*Stated exercise 1:*
Transcribe the passage of the 13 Reasons essay from "I hadn’t pulled" to "own desperate insecurities.".
*Stated exercise 2:*
In the 13 Reasons essay, what combination of things does the writer say caused a feeling of being raw and despondent?

*Supplied passage:*
################
I hadn’t pulled an all-nighter since college. But I did that evening.
By 2 a.m., I was feeling the weight of the show. The second season of 13 Reasons deals with a bevy of heavy and sometimes horrific issues, from sexual assault to traumatizing instances of bullying to the ongoing grief left in the wake of a suicide. And I’ll be honest: It was hard for me to watch. I had aged well beyond the show’s intended audience (teens, presumably, despite its TV-MA rating). But I still remember high school well enough to recall the overcharged emotional atmosphere we all felt walking through the halls: how classes took a backseat to cliques and conflict and our own desperate insecurities.
My own personal relationship with depression made me both more empathetic with, and more vulnerable, to the stressed, depressed characters on screen. The combination of too little sleep, too much coffee and the show itself made me feel raw and despondent. It was a relief when each episode ended and I could turn from watching to writing;to review each episode—to ease into the familiar territory of encapsulation and swear-word counting—was strangely cleansing. A way to flush out what I’d ingested, to put the stories and images I’d seen on screen into some perspective not just for Plugged In readers, but for myself.
################
*Data extract:*
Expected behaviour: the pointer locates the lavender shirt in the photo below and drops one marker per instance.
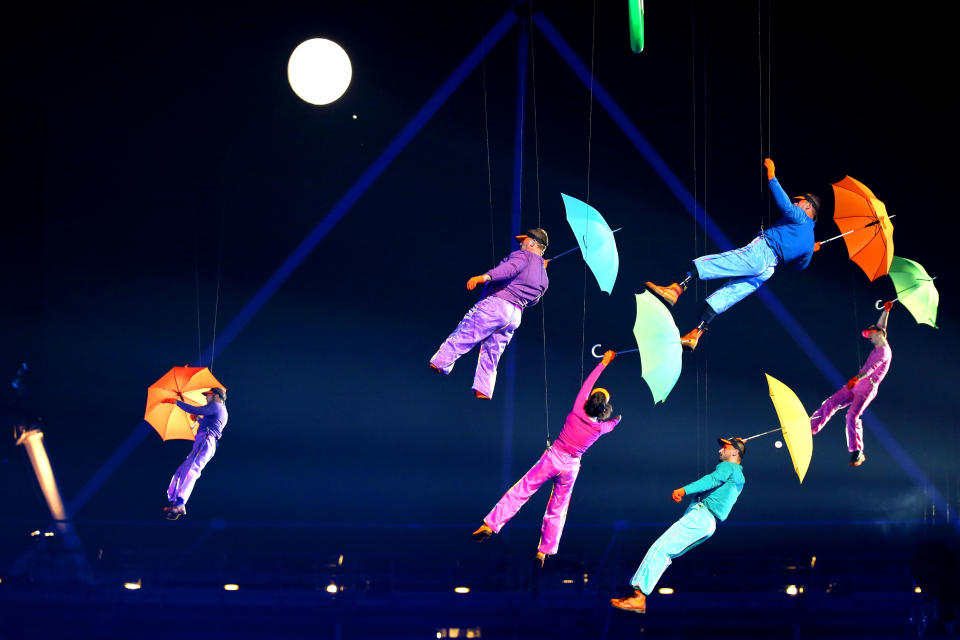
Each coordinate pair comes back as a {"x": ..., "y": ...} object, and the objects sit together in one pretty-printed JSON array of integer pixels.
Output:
[
  {"x": 520, "y": 279},
  {"x": 580, "y": 430},
  {"x": 213, "y": 416},
  {"x": 877, "y": 364}
]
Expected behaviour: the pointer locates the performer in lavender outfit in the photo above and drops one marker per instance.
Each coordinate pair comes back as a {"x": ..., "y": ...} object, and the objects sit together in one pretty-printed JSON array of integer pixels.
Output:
[
  {"x": 561, "y": 463},
  {"x": 213, "y": 418},
  {"x": 860, "y": 390},
  {"x": 518, "y": 282}
]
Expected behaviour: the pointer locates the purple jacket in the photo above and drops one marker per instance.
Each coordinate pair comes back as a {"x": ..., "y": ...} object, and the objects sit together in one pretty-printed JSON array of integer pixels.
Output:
[
  {"x": 580, "y": 430},
  {"x": 520, "y": 279},
  {"x": 213, "y": 416}
]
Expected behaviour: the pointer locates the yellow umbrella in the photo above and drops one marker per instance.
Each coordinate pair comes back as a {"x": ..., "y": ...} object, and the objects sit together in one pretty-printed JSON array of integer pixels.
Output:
[{"x": 794, "y": 423}]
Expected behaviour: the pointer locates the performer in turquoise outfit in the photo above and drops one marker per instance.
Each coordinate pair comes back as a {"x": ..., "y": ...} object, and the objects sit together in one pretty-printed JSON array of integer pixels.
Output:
[{"x": 715, "y": 495}]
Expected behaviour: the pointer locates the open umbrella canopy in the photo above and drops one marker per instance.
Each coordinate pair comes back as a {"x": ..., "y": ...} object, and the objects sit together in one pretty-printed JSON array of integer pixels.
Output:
[
  {"x": 595, "y": 239},
  {"x": 658, "y": 341},
  {"x": 915, "y": 290},
  {"x": 868, "y": 229},
  {"x": 190, "y": 383},
  {"x": 795, "y": 424}
]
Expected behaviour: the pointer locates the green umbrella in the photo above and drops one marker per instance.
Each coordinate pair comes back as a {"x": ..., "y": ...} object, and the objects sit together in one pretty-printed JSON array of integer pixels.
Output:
[
  {"x": 658, "y": 341},
  {"x": 915, "y": 290}
]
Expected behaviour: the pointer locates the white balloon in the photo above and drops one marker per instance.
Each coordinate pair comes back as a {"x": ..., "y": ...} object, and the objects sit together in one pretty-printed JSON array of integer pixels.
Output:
[{"x": 319, "y": 71}]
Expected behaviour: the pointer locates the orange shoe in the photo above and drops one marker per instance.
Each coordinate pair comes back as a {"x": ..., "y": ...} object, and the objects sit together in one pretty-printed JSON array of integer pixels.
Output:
[
  {"x": 482, "y": 533},
  {"x": 689, "y": 341},
  {"x": 636, "y": 603},
  {"x": 668, "y": 294}
]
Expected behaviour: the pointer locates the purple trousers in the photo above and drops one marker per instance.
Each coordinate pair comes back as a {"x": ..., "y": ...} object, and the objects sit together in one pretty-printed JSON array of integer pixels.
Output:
[
  {"x": 554, "y": 465},
  {"x": 489, "y": 323},
  {"x": 857, "y": 399},
  {"x": 181, "y": 485}
]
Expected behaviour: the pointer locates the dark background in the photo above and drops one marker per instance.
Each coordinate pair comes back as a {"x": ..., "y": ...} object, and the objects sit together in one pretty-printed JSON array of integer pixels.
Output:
[{"x": 160, "y": 169}]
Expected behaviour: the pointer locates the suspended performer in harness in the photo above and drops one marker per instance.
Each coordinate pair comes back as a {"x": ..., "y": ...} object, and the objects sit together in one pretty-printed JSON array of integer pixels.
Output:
[
  {"x": 588, "y": 420},
  {"x": 860, "y": 390},
  {"x": 518, "y": 282},
  {"x": 790, "y": 240},
  {"x": 716, "y": 494},
  {"x": 213, "y": 418}
]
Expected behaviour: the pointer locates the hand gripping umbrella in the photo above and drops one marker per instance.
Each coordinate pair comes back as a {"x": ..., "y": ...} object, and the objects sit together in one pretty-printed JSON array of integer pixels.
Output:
[
  {"x": 186, "y": 383},
  {"x": 865, "y": 225},
  {"x": 658, "y": 342},
  {"x": 915, "y": 290},
  {"x": 795, "y": 424},
  {"x": 596, "y": 241}
]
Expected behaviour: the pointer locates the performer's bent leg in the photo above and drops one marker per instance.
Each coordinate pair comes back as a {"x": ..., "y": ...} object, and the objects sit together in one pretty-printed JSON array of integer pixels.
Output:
[
  {"x": 840, "y": 399},
  {"x": 544, "y": 469},
  {"x": 479, "y": 322},
  {"x": 485, "y": 377},
  {"x": 858, "y": 405},
  {"x": 696, "y": 525},
  {"x": 181, "y": 485},
  {"x": 556, "y": 513}
]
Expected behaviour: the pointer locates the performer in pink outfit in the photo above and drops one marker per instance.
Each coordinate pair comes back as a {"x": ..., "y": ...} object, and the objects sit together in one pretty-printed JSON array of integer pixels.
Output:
[
  {"x": 561, "y": 463},
  {"x": 860, "y": 390}
]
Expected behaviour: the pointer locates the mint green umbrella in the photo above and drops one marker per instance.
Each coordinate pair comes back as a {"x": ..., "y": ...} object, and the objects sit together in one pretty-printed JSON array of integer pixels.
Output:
[
  {"x": 915, "y": 290},
  {"x": 595, "y": 239}
]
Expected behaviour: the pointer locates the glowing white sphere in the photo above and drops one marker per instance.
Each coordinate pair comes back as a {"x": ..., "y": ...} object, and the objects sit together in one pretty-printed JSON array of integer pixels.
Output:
[{"x": 319, "y": 71}]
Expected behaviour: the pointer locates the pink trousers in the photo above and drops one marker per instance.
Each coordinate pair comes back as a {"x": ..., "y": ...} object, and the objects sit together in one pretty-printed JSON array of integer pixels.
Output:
[
  {"x": 857, "y": 399},
  {"x": 554, "y": 465}
]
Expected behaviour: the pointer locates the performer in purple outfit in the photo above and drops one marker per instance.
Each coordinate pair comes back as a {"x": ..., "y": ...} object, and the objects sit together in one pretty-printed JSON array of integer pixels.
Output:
[
  {"x": 213, "y": 418},
  {"x": 561, "y": 463},
  {"x": 860, "y": 390},
  {"x": 518, "y": 282}
]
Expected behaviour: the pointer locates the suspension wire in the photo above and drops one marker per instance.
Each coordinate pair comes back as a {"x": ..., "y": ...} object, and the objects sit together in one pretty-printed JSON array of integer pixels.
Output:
[
  {"x": 196, "y": 286},
  {"x": 216, "y": 296},
  {"x": 486, "y": 135},
  {"x": 593, "y": 42},
  {"x": 536, "y": 155},
  {"x": 696, "y": 287}
]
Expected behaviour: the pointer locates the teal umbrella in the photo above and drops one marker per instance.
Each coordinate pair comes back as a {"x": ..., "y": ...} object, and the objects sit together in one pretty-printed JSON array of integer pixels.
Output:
[
  {"x": 915, "y": 290},
  {"x": 595, "y": 239},
  {"x": 658, "y": 342}
]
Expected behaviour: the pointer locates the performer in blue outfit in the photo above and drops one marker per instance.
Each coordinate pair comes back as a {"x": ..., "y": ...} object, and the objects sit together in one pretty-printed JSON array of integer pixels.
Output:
[
  {"x": 789, "y": 240},
  {"x": 715, "y": 494},
  {"x": 213, "y": 418}
]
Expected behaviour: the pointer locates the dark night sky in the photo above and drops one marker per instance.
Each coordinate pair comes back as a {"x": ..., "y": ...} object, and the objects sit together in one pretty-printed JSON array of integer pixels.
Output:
[{"x": 145, "y": 138}]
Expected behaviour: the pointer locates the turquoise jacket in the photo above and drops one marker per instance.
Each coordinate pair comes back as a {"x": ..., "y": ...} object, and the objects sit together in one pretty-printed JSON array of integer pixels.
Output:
[{"x": 720, "y": 489}]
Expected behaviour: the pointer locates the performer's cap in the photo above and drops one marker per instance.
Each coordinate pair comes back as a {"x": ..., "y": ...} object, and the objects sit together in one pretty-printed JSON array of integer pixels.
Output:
[
  {"x": 217, "y": 391},
  {"x": 812, "y": 199},
  {"x": 736, "y": 443},
  {"x": 537, "y": 234},
  {"x": 866, "y": 332}
]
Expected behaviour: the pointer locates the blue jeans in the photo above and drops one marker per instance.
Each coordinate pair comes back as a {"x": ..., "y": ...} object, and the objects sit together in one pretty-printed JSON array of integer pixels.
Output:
[
  {"x": 694, "y": 527},
  {"x": 747, "y": 267}
]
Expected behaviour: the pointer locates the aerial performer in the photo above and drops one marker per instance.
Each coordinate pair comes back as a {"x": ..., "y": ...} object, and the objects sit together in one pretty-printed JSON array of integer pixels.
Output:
[
  {"x": 518, "y": 282},
  {"x": 588, "y": 420},
  {"x": 715, "y": 494},
  {"x": 860, "y": 390},
  {"x": 789, "y": 240},
  {"x": 212, "y": 420}
]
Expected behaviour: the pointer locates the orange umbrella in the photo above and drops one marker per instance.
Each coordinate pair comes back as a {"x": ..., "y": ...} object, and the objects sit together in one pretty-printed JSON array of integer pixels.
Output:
[
  {"x": 186, "y": 382},
  {"x": 866, "y": 227}
]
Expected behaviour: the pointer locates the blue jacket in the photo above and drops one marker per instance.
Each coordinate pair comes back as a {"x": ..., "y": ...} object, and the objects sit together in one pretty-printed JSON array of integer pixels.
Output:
[
  {"x": 720, "y": 489},
  {"x": 790, "y": 237}
]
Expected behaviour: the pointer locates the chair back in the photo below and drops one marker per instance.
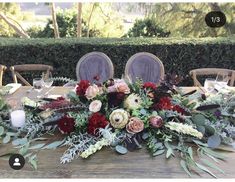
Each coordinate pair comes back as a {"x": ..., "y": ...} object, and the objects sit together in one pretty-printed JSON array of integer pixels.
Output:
[
  {"x": 145, "y": 66},
  {"x": 2, "y": 69},
  {"x": 94, "y": 65},
  {"x": 211, "y": 71},
  {"x": 17, "y": 69}
]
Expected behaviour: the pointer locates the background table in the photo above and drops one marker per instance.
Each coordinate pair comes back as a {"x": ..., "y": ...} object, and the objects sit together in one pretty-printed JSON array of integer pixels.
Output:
[{"x": 105, "y": 163}]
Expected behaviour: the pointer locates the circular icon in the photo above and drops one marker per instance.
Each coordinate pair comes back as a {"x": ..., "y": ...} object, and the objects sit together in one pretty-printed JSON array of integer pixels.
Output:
[
  {"x": 16, "y": 161},
  {"x": 215, "y": 19}
]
################
*Finished answer 1:*
I hadn’t pulled an all-nighter since college. But I did that evening.
By 2 a.m., I was feeling the weight of the show. The second season of 13 Reasons deals with a bevy of heavy and sometimes horrific issues, from sexual assault to traumatizing instances of bullying to the ongoing grief left in the wake of a suicide. And I’ll be honest: It was hard for me to watch. I had aged well beyond the show’s intended audience (teens, presumably, despite its TV-MA rating). But I still remember high school well enough to recall the overcharged emotional atmosphere we all felt walking through the halls: how classes took a backseat to cliques and conflict and our own desperate insecurities.

*Finished answer 2:*
Too little sleep, too much coffee and the show itself.